§ **DESCRIPTION OF THE TASK**: Show each line of the rows below that contains the string "culvert", copied in full. Case counts.

***

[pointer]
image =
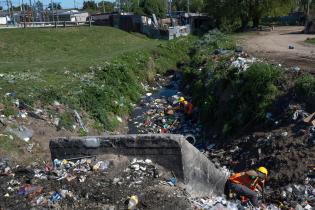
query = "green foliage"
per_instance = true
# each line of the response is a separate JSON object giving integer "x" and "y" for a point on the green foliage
{"x": 73, "y": 68}
{"x": 230, "y": 14}
{"x": 194, "y": 6}
{"x": 227, "y": 98}
{"x": 156, "y": 7}
{"x": 89, "y": 5}
{"x": 118, "y": 84}
{"x": 82, "y": 132}
{"x": 67, "y": 120}
{"x": 305, "y": 87}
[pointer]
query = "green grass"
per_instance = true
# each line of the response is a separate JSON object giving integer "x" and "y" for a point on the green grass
{"x": 88, "y": 69}
{"x": 48, "y": 53}
{"x": 310, "y": 40}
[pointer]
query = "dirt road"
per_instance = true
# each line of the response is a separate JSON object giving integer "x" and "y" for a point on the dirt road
{"x": 274, "y": 46}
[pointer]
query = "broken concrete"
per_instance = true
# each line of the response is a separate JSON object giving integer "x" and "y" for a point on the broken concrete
{"x": 173, "y": 152}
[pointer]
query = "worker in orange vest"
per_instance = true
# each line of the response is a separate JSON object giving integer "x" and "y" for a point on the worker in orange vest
{"x": 245, "y": 184}
{"x": 185, "y": 106}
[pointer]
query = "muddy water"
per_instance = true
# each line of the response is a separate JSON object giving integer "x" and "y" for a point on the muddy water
{"x": 150, "y": 115}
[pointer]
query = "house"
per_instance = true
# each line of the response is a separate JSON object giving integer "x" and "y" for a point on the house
{"x": 69, "y": 15}
{"x": 310, "y": 26}
{"x": 4, "y": 18}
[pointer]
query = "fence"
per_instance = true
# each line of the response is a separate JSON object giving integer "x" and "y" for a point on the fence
{"x": 52, "y": 24}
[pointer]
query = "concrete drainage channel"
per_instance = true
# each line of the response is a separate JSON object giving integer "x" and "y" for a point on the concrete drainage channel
{"x": 173, "y": 152}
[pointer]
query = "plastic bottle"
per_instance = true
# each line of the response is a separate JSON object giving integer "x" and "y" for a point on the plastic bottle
{"x": 133, "y": 202}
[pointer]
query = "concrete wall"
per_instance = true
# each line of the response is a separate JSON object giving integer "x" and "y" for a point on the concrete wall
{"x": 170, "y": 151}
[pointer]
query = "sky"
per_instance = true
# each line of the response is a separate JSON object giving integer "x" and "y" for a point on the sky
{"x": 64, "y": 3}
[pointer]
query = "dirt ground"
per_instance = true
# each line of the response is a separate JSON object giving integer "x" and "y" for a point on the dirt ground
{"x": 274, "y": 46}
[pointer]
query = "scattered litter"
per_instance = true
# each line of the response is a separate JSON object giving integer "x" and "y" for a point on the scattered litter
{"x": 133, "y": 202}
{"x": 172, "y": 181}
{"x": 21, "y": 132}
{"x": 291, "y": 47}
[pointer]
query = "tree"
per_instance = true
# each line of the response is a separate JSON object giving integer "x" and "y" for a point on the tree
{"x": 54, "y": 6}
{"x": 194, "y": 5}
{"x": 156, "y": 7}
{"x": 197, "y": 6}
{"x": 39, "y": 6}
{"x": 229, "y": 12}
{"x": 89, "y": 5}
{"x": 106, "y": 6}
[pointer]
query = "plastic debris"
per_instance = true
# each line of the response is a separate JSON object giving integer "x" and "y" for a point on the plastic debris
{"x": 133, "y": 202}
{"x": 172, "y": 181}
{"x": 55, "y": 197}
{"x": 21, "y": 132}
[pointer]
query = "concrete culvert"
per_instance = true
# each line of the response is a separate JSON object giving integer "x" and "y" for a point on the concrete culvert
{"x": 173, "y": 152}
{"x": 191, "y": 139}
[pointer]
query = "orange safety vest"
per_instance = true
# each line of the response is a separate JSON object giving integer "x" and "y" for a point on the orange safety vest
{"x": 244, "y": 179}
{"x": 186, "y": 107}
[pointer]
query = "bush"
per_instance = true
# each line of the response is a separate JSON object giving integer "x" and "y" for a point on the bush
{"x": 305, "y": 88}
{"x": 227, "y": 98}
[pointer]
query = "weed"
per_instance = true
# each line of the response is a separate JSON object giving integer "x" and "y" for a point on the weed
{"x": 305, "y": 88}
{"x": 67, "y": 120}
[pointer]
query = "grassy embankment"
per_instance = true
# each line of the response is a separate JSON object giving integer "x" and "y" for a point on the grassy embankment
{"x": 97, "y": 70}
{"x": 310, "y": 40}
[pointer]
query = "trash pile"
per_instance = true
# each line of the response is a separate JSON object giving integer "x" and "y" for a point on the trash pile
{"x": 158, "y": 113}
{"x": 18, "y": 118}
{"x": 89, "y": 183}
{"x": 289, "y": 153}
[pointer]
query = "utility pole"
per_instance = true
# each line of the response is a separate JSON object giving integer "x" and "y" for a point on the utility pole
{"x": 20, "y": 5}
{"x": 24, "y": 15}
{"x": 52, "y": 9}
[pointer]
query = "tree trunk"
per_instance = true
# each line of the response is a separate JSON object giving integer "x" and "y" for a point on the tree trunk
{"x": 244, "y": 24}
{"x": 256, "y": 21}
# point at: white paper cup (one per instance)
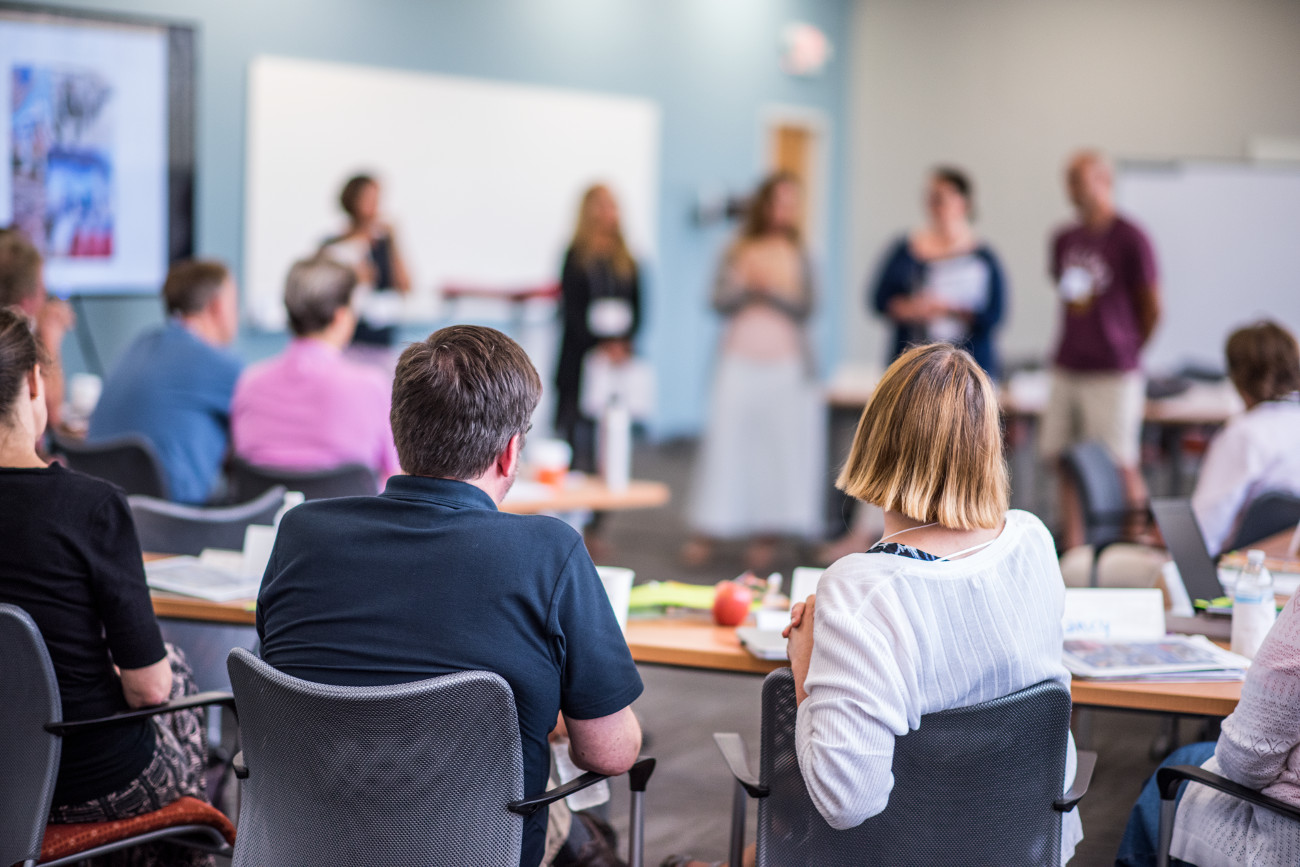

***

§ **CORRECT OUTPUT**:
query = "concrete culvert"
# each line of the response is a separate JSON object giving integer "x" and "y" for a point on the concrete culvert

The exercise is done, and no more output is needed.